• _DATASET EXCERPTS_
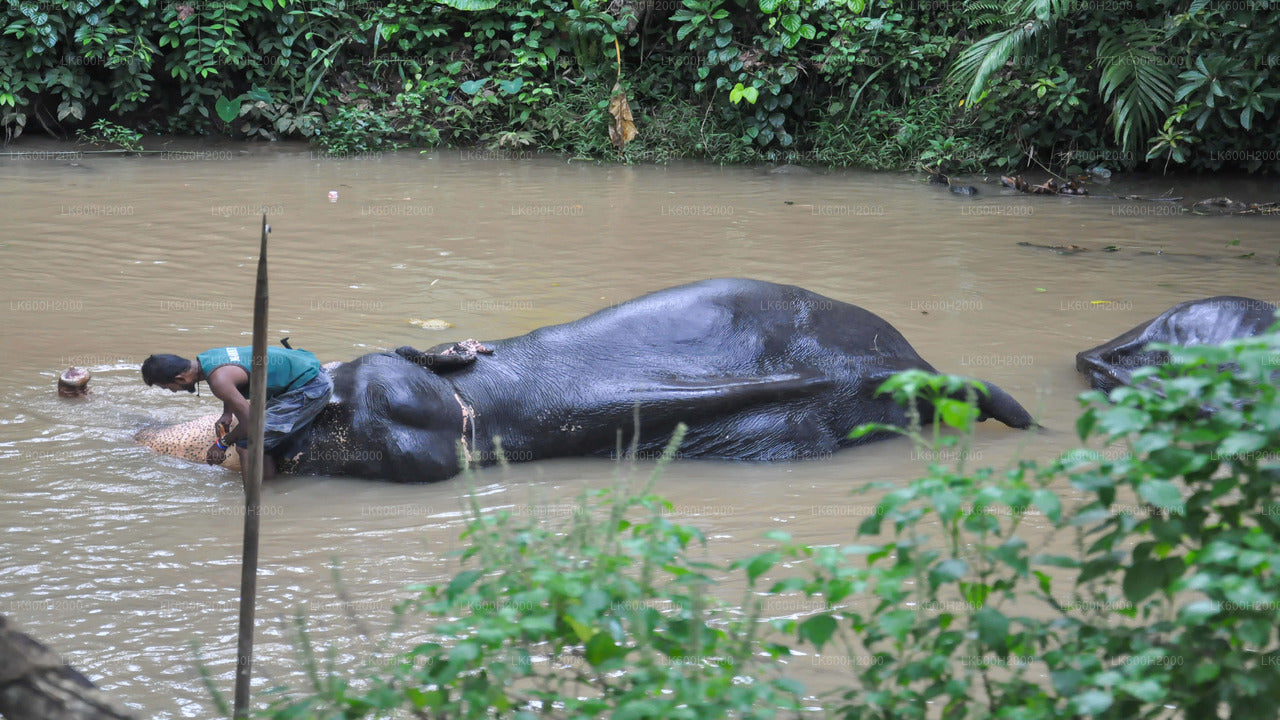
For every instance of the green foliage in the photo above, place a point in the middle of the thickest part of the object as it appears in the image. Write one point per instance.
(853, 82)
(105, 132)
(1159, 76)
(604, 614)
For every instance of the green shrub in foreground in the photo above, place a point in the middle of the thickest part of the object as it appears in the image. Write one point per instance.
(1150, 592)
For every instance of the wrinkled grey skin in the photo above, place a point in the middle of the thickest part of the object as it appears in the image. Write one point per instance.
(1197, 322)
(757, 370)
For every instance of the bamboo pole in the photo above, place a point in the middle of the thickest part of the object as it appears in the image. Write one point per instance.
(252, 486)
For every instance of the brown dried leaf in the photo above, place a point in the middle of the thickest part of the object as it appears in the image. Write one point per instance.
(622, 130)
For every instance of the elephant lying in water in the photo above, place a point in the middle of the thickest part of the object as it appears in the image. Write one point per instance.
(1197, 322)
(755, 370)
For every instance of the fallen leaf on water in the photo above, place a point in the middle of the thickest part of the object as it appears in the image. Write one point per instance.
(622, 130)
(433, 324)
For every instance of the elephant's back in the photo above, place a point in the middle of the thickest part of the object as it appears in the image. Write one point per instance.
(726, 324)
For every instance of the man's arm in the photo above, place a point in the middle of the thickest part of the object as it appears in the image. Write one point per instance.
(225, 383)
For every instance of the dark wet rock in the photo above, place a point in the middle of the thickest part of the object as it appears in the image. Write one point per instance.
(37, 684)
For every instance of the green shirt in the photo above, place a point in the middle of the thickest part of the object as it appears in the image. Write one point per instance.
(286, 369)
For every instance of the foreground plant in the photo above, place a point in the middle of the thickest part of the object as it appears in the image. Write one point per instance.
(1166, 607)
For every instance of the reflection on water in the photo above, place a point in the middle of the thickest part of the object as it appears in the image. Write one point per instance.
(119, 559)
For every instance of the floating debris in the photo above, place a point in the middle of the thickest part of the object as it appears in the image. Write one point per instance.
(433, 324)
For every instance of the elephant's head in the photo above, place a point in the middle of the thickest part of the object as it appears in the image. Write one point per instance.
(388, 418)
(188, 441)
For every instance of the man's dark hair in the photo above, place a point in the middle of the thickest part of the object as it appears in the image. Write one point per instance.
(163, 368)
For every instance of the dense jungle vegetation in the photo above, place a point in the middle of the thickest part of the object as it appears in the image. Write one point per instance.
(881, 83)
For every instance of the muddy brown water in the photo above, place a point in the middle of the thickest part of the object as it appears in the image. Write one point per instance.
(120, 559)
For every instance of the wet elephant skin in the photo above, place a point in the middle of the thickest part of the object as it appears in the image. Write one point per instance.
(1197, 322)
(757, 370)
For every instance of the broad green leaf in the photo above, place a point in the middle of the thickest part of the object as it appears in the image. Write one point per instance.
(1164, 495)
(992, 628)
(818, 629)
(1092, 702)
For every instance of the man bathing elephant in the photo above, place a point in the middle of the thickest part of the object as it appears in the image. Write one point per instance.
(297, 390)
(1197, 322)
(755, 370)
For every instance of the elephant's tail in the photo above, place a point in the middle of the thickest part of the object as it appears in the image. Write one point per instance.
(1000, 405)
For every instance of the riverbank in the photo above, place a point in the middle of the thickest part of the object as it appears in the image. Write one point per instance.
(851, 83)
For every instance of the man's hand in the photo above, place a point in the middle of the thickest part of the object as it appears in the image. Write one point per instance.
(215, 455)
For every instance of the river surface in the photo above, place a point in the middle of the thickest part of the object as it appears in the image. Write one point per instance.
(120, 559)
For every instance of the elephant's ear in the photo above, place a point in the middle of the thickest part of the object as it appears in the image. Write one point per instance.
(435, 361)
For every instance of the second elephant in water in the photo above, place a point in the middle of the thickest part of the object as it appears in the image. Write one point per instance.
(1197, 322)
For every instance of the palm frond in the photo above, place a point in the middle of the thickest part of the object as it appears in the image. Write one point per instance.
(1139, 81)
(1024, 22)
(987, 55)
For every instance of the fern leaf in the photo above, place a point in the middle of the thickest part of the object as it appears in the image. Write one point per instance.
(1141, 85)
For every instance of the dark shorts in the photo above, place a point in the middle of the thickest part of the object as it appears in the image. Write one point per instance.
(289, 413)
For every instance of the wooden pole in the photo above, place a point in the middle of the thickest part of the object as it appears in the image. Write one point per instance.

• _EXERCISE REQUIREMENTS_
Pass over the images and copy the rest of the material above exactly.

• _ANSWER SPACE_
For every instance of the green foliage in the photo above, place a point in the middle of the thickest part of the object as it appears in the image. Write one point per instance.
(853, 82)
(105, 132)
(1159, 76)
(604, 614)
For every instance of the green shrub in foreground in the photo above, place a point in the middle of the thickest part of the object as it appears in the image. Write one point per instance.
(1150, 592)
For every instance of the wrinkled grey skin in the photo above, place a point in the middle of the thickest part of the object as it appears in the image. Write one point per instance.
(1197, 322)
(757, 370)
For every instance of the bamboo pole in the photo above, place a point in the middle of the thickest part of the object as it appears in the image. Write one point per instance.
(252, 486)
For every instance of the brown dried leaf in the photo above, place a point in the middle of the thickest part of the object as it appears in the image. Write one point per instance.
(622, 130)
For every instance of the elephant lying in water in the photo above, place a point in the middle of the thickest part of the object as it appears in the image. Write one point per instance.
(1197, 322)
(755, 370)
For every instance of the fallen leaf on water in the photo above, place a point in the middle of the thickest part of the object as it appears in the image. Write one point per instance.
(622, 130)
(433, 324)
For every instance of the elephant's back in the photo above, place a point in the middle of the thickest part of the object as it appears in the image. Write one point per instance.
(726, 324)
For every instance of the man's arm in the photo above, place a point in the middle of the thickest part of the object as it appears in the image. Write one point per instance.
(225, 383)
For every instance of the dark wet rock in the photo above, place a point in the middle of the thickest part of the object as it appears in the image. Write one point per instance.
(37, 684)
For every instance of the green shirt in the photo above, place a point in the middle of the thickest part of the object as it appears in the image. Write one point per instance.
(286, 369)
For every instance of the foreground plant in the photo above, place a point in the middle of the thickest part of the object as it appears in the image. Write one point per instance.
(1166, 607)
For every instance of the reflection on water in the photo above, place a point in the middle of the thickest part of the object as it appears in the image. Write one point per instance.
(119, 559)
For every instance of the floating debris in the photo above, place a point in the middle of the thickest part of the object as it appears in the image. Write one point per instance.
(433, 324)
For every instance of the elephant's head in the photo above, place a point in the middle of the thickest part of the object as it appears in the image. Write one point per instance.
(388, 418)
(188, 441)
For every instance of the man's dark hair in the photo above, place a point in the middle of the thickest part of the object as it appears in the image. Write one point per instance.
(163, 368)
For every instance of the dense jungle vegetation in the photo above, place a point in the middle of the thickest part of the object as it appears in the image. Write one point per instance.
(881, 83)
For every instance of the muddy brown water in the photo above, place a point in the middle of the thickest part of the object as it appears in the image. Write one point per instance.
(120, 559)
For every instance of the wet elephant skin in the photo above, place a point in the middle of the thickest part of the object as it appears in the image. Write one point per instance.
(1197, 322)
(757, 370)
For every instance of the broad green leaf in the photo above, place a point in the middle of the thickest part of the object as it appears in the image. Write one point per instance.
(1164, 495)
(992, 628)
(818, 629)
(1092, 702)
For every instance of the man bathing elephant in the photo above, place a point in the middle of the thickest part of the object as it appears in the image. Write one point per instance.
(297, 390)
(1197, 322)
(755, 370)
For every instance of the elephant's tail in the photo above, place a point in the middle of the thickest part of the object as it appears in the image. Write one point per instance.
(1000, 405)
For every instance of the riverbank in the photo above, place a point in the middle of the thickest part of the object as it appears in the image. Write one point per instance.
(851, 83)
For every instance of the man's hand in the photo above, place a point in the middle of the thickest part of the object as it appears in the image. Write one point per instance.
(215, 455)
For every instance of the river surface in the photo above, place a point in the middle of the thickest part of the object as it appears in the image. Write one point per instance.
(120, 559)
For every instance of the elephant's ear in the photo above, place a point in the middle of the thickest part of the object as it appears in the image. Write one point per instance.
(435, 361)
For every instance of the second elephant in water in the photo above, place a point in the middle of the thickest part of the object as it appears in the image. Write one point per instance.
(1197, 322)
For every instance of the palm frond in the photo above, place a point in the middle of the thickest part of the object as it appears in the image. Write one point per instance.
(1139, 81)
(1024, 22)
(987, 55)
For every instance of the fern leaf in the photo above, place a point in the middle of the thickest part of the object as it appears in the image. Write one point per instance.
(1141, 85)
For every instance of the dark shorts in the photo above, place a point in the middle of the thickest part of the object as it appears in the image. Write one point per instance.
(289, 413)
For every instance of the wooden pole in the photo above, place a point in the middle of the thickest part of the object as it appears in the image. Write one point per instance.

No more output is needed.